James Harvey* wasn’t expecting to find a dead person. The 37-year-old was walking door to door, a list of names in hand, searching for former neighbors in his hometown. They were allegedly supporting the US Federal Communications Commission’s (FCC) plan, announced in April, to undo its Obama-era policy of net neutrality (the principle that internet service providers shouldn’t make some sources of content easier to view than others).
Harvey had left his own comment on the FCC’s website in the summer supporting net neutrality, but what he found there had made him suspicious. The messages originating from Sharpsburg, Georgia (population 366), had all used a handful of templates like this:
In 2015, leftist billionaires and powerful Silicon Valley monopolies took the internet out of the hands of the people and placed it firmly under the thumb of the federal government, monopolies like Google and global billionaires like George Soros. Not surprisingly, today Obama’s new internet gatekeepers are censoring our viewpoints, banning our online activities and silencing dissenting voices….The FCC must stand up for a truly free and open internet by rolling back his cynical and self-serving internet takeover. The future of a free and open internet is at stake.
But it was not just the words. Harvey’s neighbors in Sharpsburg were never very political, yet 85 people, nearly a quarter of the town, had left comments. “It was shocking to see the list of names,” he said.
So Harvey, a massage therapist near Atlanta, found himself spending nights off trying to track them down. First, he tried phoning, but the numbers led to dead ends. After a few weeks, he did what any resourceful citizen who felt lied to might do: He went to see for himself.
That’s how, on three days in late October, Harvey found himself walking down the streets of his hometown, a tiny hamlet carved out of the pine forests about 40 miles (64 km) outside Atlanta, looking for names of people who could tell him the truth. “It’s not normally something I usually do,” he said by phone. But he couldn’t shake the outrage at what he had seen on the FCC website.
Each afternoon, Harvey walked door-to-door asking people whose names were on the list whether they had commented about net neutrality (he chronicled his search in a Medium post on Oct 26). He managed to track down 10 or so people at home or whose family members called them while he was there. Of those, not one said they had left a comment with the FCC. One person’s address led to an abandoned storage shack belonging to a nearby family.

◆ **RECORD EXCERPTS**
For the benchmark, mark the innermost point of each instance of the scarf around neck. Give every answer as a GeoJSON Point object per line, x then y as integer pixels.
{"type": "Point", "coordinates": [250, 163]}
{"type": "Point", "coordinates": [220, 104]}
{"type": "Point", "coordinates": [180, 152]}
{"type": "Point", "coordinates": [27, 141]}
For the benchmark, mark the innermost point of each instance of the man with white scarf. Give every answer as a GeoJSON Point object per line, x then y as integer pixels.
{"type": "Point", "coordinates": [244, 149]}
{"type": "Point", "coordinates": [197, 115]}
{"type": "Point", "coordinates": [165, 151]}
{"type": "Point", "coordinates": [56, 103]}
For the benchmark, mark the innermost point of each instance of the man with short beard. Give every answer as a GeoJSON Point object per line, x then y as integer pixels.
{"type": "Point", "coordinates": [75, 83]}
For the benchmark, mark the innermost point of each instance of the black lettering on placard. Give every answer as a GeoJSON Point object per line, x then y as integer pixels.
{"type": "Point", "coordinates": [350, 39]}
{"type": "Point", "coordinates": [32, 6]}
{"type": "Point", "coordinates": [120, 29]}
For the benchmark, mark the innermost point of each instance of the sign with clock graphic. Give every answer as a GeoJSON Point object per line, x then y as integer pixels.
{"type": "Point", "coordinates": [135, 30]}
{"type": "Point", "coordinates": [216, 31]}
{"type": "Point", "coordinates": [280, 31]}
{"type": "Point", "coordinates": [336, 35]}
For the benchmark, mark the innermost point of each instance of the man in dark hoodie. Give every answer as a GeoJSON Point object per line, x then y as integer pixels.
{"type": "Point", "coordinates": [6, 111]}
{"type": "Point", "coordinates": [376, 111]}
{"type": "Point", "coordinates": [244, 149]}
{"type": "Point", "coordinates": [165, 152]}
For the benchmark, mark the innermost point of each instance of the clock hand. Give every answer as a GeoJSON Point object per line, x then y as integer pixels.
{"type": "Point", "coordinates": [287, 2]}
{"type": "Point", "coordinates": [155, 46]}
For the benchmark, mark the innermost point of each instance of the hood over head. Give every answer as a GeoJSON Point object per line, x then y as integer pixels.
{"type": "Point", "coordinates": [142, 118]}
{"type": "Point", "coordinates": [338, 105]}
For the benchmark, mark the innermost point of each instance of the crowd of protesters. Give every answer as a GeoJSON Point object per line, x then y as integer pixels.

◆ **WHAT THE EXERCISE ASKS**
Duplicate the passage from the net neutrality article from "That’s how, on" up to and including "a nearby family.".

◆ **OUTPUT BELOW**
That’s how, on three days in late October, Harvey found himself walking down the streets of his hometown, a tiny hamlet carved out of the pine forests about 40 miles (64 km) outside Atlanta, looking for names of people who could tell him the truth. “It’s not normally something I usually do,” he said by phone. But he couldn’t shake the outrage at what he had seen on the FCC website.
Each afternoon, Harvey walked door-to-door asking people whose names were on the list whether they had commented about net neutrality (he chronicled his search in a Medium post on Oct 26). He managed to track down 10 or so people at home or whose family members called them while he was there. Of those, not one said they had left a comment with the FCC. One person’s address led to an abandoned storage shack belonging to a nearby family.